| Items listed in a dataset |
________

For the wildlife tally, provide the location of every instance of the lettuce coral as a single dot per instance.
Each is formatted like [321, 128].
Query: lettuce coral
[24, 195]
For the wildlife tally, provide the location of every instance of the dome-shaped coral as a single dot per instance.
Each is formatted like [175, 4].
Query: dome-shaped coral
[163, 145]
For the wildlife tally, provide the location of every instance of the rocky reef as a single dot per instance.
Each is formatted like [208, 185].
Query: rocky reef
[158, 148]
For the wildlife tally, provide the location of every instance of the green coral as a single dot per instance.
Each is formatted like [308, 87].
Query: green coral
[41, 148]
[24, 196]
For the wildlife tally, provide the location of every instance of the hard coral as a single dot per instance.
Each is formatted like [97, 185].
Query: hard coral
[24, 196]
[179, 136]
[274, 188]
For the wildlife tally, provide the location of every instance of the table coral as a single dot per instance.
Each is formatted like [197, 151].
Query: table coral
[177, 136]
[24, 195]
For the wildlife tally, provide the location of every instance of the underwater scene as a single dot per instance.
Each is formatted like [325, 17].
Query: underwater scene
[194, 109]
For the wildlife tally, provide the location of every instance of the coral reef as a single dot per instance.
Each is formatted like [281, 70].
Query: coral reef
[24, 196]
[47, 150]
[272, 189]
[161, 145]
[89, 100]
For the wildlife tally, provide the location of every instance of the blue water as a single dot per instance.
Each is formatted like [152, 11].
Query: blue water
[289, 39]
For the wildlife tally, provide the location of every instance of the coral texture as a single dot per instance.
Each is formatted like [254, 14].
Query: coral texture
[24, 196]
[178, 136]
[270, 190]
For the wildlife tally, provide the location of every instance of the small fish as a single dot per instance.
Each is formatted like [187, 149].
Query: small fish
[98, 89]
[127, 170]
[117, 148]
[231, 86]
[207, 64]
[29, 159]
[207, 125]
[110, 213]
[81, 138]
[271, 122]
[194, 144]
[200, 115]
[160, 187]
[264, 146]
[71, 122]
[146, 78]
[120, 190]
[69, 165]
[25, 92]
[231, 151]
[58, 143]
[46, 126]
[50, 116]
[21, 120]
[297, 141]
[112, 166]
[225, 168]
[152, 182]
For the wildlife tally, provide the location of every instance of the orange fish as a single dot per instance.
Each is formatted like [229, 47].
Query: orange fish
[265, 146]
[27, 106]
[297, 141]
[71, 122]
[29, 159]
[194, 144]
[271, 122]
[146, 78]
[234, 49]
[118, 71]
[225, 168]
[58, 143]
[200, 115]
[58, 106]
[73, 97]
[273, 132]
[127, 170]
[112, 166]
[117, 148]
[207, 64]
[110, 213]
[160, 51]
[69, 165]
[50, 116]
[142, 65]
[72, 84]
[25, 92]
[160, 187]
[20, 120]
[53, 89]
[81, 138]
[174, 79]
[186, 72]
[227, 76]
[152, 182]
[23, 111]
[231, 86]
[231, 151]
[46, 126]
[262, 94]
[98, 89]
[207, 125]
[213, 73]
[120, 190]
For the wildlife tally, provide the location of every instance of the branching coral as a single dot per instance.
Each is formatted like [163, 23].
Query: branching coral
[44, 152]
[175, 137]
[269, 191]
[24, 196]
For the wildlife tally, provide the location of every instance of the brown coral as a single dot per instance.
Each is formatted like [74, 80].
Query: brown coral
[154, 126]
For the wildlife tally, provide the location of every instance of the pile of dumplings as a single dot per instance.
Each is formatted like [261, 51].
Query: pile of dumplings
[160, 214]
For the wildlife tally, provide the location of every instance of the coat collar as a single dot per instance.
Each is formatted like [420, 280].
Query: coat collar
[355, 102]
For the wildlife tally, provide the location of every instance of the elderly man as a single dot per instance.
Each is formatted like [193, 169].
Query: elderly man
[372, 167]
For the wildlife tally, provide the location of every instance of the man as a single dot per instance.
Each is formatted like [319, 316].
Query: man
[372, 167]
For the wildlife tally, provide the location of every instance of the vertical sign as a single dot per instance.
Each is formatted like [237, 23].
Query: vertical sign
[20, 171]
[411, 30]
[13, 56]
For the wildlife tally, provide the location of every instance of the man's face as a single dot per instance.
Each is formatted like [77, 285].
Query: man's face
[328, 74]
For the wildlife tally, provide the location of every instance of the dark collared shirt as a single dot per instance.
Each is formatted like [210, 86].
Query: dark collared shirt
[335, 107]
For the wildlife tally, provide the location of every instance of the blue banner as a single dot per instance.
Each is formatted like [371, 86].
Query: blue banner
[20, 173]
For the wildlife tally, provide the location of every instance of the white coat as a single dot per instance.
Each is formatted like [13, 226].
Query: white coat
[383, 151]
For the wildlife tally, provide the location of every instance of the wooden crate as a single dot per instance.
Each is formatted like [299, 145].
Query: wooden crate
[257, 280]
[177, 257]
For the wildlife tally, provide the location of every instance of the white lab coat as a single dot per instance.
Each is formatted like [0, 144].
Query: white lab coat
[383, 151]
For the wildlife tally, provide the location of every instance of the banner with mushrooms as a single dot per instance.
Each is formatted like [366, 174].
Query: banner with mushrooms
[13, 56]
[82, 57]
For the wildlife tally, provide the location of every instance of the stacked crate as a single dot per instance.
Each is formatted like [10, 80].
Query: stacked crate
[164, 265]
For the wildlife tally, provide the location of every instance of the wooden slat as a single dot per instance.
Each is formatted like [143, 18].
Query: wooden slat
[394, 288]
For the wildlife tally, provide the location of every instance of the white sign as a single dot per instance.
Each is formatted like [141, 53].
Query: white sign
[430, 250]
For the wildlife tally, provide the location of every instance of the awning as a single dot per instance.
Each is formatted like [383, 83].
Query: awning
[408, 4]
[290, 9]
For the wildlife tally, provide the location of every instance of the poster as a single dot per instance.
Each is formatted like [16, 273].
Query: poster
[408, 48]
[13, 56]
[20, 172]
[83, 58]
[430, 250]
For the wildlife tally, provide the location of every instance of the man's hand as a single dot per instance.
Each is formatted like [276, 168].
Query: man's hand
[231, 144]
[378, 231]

________

| AIM OF THE EXERCISE |
Could you restate every entry verbatim, please?

| YOUR RESPONSE |
For the wildlife tally, provide the location of every instance of the lettuce coral as a single dot per instance.
Each is formatted like [321, 128].
Query: lettuce coral
[24, 195]
For the wildlife tally, provide the location of every instance of the dome-shaped coral as a single dot per instance.
Each is formatted like [175, 4].
Query: dome-shaped coral
[163, 145]
For the wildlife tally, provide the location of every instance of the rocky reef as a single dot per instance.
Each is formatted like [208, 185].
Query: rocky reef
[158, 148]
For the wildlife tally, provide the location of every instance of the green coral as a single dot per instance.
Each is formatted like [308, 87].
Query: green coral
[41, 148]
[24, 196]
For the wildlife tally, provide the location of every instance of the hard coral as a single dot per instance.
Each is formatted like [97, 185].
Query: hard coral
[24, 196]
[179, 136]
[274, 188]
For the wildlife tally, provide the location of every instance of the table coral as a single dot per instance.
Each is formatted like [197, 151].
Query: table coral
[177, 136]
[24, 195]
For the wildlife tally, provide the location of every instance of the underwater scene as a single dot per instance.
Each is formatted like [325, 17].
Query: underwater scene
[194, 109]
For the wildlife tally, provide the location of every instance of the coral reef as a single dot per instance.
Each is formatted like [281, 70].
Query: coral reef
[24, 196]
[47, 150]
[272, 189]
[161, 145]
[89, 100]
For the wildlife tally, provide the location of every instance of the blue water as a single dot per instance.
Each is formatted like [152, 11].
Query: blue water
[289, 39]
For the wildlife tally, provide the location of every instance of the coral texture as a single dot per instance.
Each is formatted like [254, 14].
Query: coral texture
[24, 196]
[178, 136]
[270, 190]
For the wildlife tally, provide the location of every instance of the small fish as a single dot per instance.
Each is formatted like [187, 149].
Query: small fish
[98, 89]
[127, 170]
[117, 148]
[231, 86]
[207, 64]
[29, 159]
[207, 125]
[110, 213]
[81, 138]
[271, 122]
[194, 144]
[200, 115]
[160, 187]
[264, 146]
[71, 122]
[146, 78]
[120, 190]
[69, 165]
[25, 92]
[231, 151]
[58, 143]
[46, 126]
[50, 116]
[21, 120]
[297, 141]
[112, 166]
[225, 168]
[152, 182]
For the wildlife tally, provide the location of every instance of the orange fish as a single dot per instance.
Each is formatted like [229, 47].
Query: orange fish
[265, 146]
[27, 106]
[297, 141]
[71, 122]
[29, 159]
[194, 144]
[271, 122]
[146, 78]
[234, 49]
[118, 71]
[225, 168]
[58, 143]
[200, 115]
[58, 106]
[73, 97]
[273, 132]
[127, 170]
[112, 166]
[117, 148]
[207, 64]
[110, 213]
[160, 51]
[69, 165]
[50, 116]
[142, 65]
[72, 84]
[25, 92]
[160, 187]
[20, 120]
[53, 89]
[81, 138]
[174, 79]
[186, 72]
[227, 76]
[152, 182]
[23, 111]
[231, 86]
[231, 151]
[46, 126]
[262, 94]
[98, 89]
[207, 125]
[213, 73]
[120, 190]
For the wildlife tally, provide the location of every instance of the branching coral as a single dot per instance.
Each is formatted like [163, 23].
Query: branching coral
[44, 152]
[175, 137]
[269, 191]
[24, 196]
For the wildlife tally, provide the location of every instance of the brown coral as a single dot per instance.
Each is formatted like [74, 80].
Query: brown coral
[154, 126]
For the wildlife tally, provide the location of every instance of the pile of dumplings as a single dot per instance.
Each is formatted like [261, 51].
Query: pile of dumplings
[160, 214]
For the wildlife tally, provide the location of every instance of the coat collar as a single dot per instance.
Each is formatted like [420, 280].
Query: coat collar
[355, 102]
For the wildlife tally, provide the location of every instance of the elderly man as a single dot per instance.
Each is formatted like [193, 169].
Query: elderly man
[372, 167]
For the wildlife tally, provide the location of every instance of the man as a single dot per instance.
Each is formatted like [319, 316].
Query: man
[372, 167]
For the wildlife tally, provide the location of every instance of the vertical sign as a single dot per instance.
Each is formatted like [237, 23].
Query: vertical sign
[20, 171]
[411, 30]
[13, 56]
For the wildlife tally, provide the location of every instance of the man's face as a single dot per instance.
Each is formatted like [77, 285].
Query: man's face
[328, 74]
For the wildlife tally, provide the location of every instance of the dark collared shirt as a single dot per instance.
Each is formatted like [210, 86].
Query: dark collared shirt
[335, 107]
For the wildlife tally, provide the location of every instance of the blue banner as a single dot per instance.
Each is formatted like [371, 86].
Query: blue banner
[20, 173]
For the wildlife tally, provide the location of every instance of the white coat as a single dot per instance.
Each is formatted like [13, 226].
Query: white coat
[383, 151]
For the wildlife tally, provide the location of every instance of the wooden crate as a single dot per instance.
Each is formatted like [299, 145].
Query: wooden crate
[257, 280]
[177, 257]
For the wildlife tally, provide the location of every instance of the white lab coat as a single dot per instance.
Each is formatted like [0, 144].
Query: white lab coat
[383, 151]
For the wildlife tally, provide the location of every instance of the banner with mushrooms as a single dot per instance.
Each is formatted like [366, 174].
Query: banner with mushrooms
[13, 56]
[82, 57]
For the wildlife tally, provide the location of every instance of the stacked crate as a single dot per instance.
Each is formatted like [10, 80].
Query: stacked crate
[164, 265]
For the wildlife tally, provide the location of every instance of the wooden slat as a single dot per instance.
Each is formatted like [143, 18].
Query: wooden slat
[394, 288]
For the wildlife tally, provide the location of every instance of the white sign as a single dot per instance.
Each is formatted like [141, 53].
Query: white sign
[430, 250]
For the wildlife tally, provide the location of every instance of the awning as a single dot per instance.
Each is formatted like [383, 83].
Query: awning
[408, 4]
[290, 9]
For the wildlife tally, provide the location of every instance of the poster as a single dot per instance.
Each is formatted like [16, 273].
Query: poster
[408, 48]
[13, 56]
[20, 172]
[83, 58]
[430, 250]
For the wildlife tally, provide the location of every instance of the man's hand as a single dot per instance.
Each is formatted like [276, 168].
Query: man's hand
[231, 144]
[378, 231]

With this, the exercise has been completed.